---------- INPUT RECORDS ----------
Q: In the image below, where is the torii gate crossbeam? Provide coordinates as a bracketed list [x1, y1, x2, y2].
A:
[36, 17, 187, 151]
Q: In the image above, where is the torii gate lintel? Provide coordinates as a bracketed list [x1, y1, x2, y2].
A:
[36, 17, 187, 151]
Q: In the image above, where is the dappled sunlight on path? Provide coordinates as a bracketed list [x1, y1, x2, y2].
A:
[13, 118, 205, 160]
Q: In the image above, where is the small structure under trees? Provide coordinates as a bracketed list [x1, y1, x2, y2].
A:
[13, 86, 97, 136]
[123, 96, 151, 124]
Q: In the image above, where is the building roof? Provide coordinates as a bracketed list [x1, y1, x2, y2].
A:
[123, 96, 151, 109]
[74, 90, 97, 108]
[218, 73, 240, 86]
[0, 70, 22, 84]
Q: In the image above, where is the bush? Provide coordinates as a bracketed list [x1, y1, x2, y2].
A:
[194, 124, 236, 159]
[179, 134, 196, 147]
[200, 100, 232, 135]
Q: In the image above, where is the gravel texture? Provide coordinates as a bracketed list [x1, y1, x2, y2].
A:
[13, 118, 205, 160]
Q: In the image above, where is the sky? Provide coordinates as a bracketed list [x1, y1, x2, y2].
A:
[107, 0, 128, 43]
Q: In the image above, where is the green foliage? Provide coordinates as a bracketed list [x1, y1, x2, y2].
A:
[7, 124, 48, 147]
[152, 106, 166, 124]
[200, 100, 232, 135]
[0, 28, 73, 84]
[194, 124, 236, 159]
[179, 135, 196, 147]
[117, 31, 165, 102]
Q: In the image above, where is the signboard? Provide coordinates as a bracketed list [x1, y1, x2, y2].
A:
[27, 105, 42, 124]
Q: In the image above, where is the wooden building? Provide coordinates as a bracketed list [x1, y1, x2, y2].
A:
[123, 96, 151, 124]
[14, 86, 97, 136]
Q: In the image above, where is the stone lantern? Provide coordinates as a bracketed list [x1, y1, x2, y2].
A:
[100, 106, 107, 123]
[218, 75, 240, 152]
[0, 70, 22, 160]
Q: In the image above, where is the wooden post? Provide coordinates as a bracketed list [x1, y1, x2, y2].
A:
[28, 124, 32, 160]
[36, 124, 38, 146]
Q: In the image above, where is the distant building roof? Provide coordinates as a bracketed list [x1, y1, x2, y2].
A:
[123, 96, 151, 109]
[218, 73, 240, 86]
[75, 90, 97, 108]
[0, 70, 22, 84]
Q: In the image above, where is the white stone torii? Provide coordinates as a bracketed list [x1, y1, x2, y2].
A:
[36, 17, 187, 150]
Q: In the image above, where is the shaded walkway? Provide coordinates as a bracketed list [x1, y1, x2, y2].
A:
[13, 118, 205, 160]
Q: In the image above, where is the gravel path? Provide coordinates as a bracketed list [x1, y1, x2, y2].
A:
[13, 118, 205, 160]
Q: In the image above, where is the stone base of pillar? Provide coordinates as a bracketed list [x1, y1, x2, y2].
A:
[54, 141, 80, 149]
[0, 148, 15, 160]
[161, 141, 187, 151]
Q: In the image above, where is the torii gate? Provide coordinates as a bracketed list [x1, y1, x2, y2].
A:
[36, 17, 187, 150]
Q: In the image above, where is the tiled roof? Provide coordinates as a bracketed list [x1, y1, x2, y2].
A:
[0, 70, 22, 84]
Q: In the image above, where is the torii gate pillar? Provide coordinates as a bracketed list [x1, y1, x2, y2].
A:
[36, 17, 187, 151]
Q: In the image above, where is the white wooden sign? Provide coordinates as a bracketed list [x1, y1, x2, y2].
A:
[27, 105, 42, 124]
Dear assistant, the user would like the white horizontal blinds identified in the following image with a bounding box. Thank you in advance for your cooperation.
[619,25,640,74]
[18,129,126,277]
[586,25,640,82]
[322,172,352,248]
----------
◆ PROBLEM TO SOLVE:
Each record above should be output again exactly.

◆ SOLUTION TO THIS EXERCISE:
Q: In the image below, where is the torii gate crossbeam? Provide coordinates as a bracketed list [x1, y1, x2, y2].
A:
[36, 17, 187, 151]
Q: In the image above, where is the torii gate lintel? Provide coordinates as a bracketed list [x1, y1, x2, y2].
A:
[36, 17, 187, 151]
Q: In the image above, where is the dappled sunlight on path? Provide coordinates as a bracketed list [x1, y1, x2, y2].
A:
[13, 118, 205, 160]
Q: In the image above, where is the small structure under trees? Provide coordinates as a bracketed list [x1, y1, x2, y2].
A:
[13, 86, 97, 136]
[123, 96, 151, 124]
Q: In the image above, where is the building roof? Provide coordinates as a bracketed list [x1, y1, x2, y2].
A:
[123, 96, 151, 109]
[74, 90, 97, 108]
[218, 73, 240, 86]
[0, 70, 22, 84]
Q: In the image above, where is the bush? Provide coordinates as a bracketed list [x1, y1, x2, y2].
A:
[194, 124, 236, 159]
[179, 134, 196, 147]
[200, 100, 232, 135]
Q: In the image above, where is the gravel texture? Provide coordinates as a bracketed list [x1, y1, x2, y2].
A:
[13, 118, 205, 160]
Q: In the image above, where is the sky? Provide coordinates as a bracketed list [x1, y1, x2, y2].
A:
[107, 0, 128, 43]
Q: In the image above, where is the green foliage? Provide coordinates as a bracketed list [x1, y1, x2, y2].
A:
[7, 124, 48, 147]
[152, 106, 166, 124]
[200, 100, 232, 135]
[0, 28, 73, 84]
[194, 124, 236, 159]
[179, 135, 196, 147]
[117, 31, 165, 102]
Q: In the image above, where is the signboard? Provide coordinates as a bracketed list [x1, y1, x2, y2].
A:
[27, 105, 42, 124]
Q: In the image above, where is the wooden building? Provide coordinates as a bracketed list [x1, y1, x2, y2].
A:
[123, 96, 151, 124]
[14, 86, 97, 136]
Q: In the image above, where is the stone lantern? Provide coordinates as a bracketed list [x1, y1, x2, y2].
A:
[100, 106, 107, 123]
[218, 75, 240, 152]
[0, 70, 22, 160]
Q: In the image above, where is the wooden post? Provide coordinates as a bracketed list [x1, y1, x2, y2].
A:
[28, 124, 32, 160]
[36, 124, 38, 146]
Q: In the image above, where is the distant building roof? Provide coordinates as a bracketed list [x1, y1, x2, y2].
A:
[123, 96, 151, 109]
[218, 73, 240, 86]
[75, 90, 97, 108]
[0, 70, 22, 84]
Q: In the image above, where is the white stone torii? Provide coordinates as a bracketed list [x1, y1, x2, y2].
A:
[36, 17, 187, 150]
Q: In the image above, where is the shaded walkway? Provide coordinates as a bracketed list [x1, y1, x2, y2].
A:
[13, 118, 205, 160]
Q: In the image above, where is the gravel path? Provide coordinates as a bracketed list [x1, y1, x2, y2].
A:
[13, 118, 205, 160]
Q: In the image above, where is the stone base of pillar? Provide coordinates as a bracketed list [x1, y1, x2, y2].
A:
[54, 141, 80, 149]
[0, 148, 15, 160]
[161, 141, 187, 151]
Q: In the image above, where is the torii gate? Provide coordinates as a bracketed list [x1, y1, x2, y2].
A:
[36, 17, 187, 150]
Q: In the image above, where is the tiled roof? Provide coordinates as a bracketed list [x1, y1, x2, y2].
A:
[0, 70, 22, 84]
Q: In the image above, where is the torii gate pillar? Provide coordinates as a bracketed list [x1, y1, x2, y2].
A:
[36, 17, 187, 151]
Q: In the image above, where is the white wooden sign? Provide coordinates as a bracketed list [x1, y1, x2, y2].
A:
[27, 105, 42, 124]
Dear assistant, the user would like the white horizontal blinds identified in the following image with a bounding box. Thank you in advance for your cooperation.
[619,25,640,74]
[18,129,126,277]
[586,25,640,82]
[322,172,352,248]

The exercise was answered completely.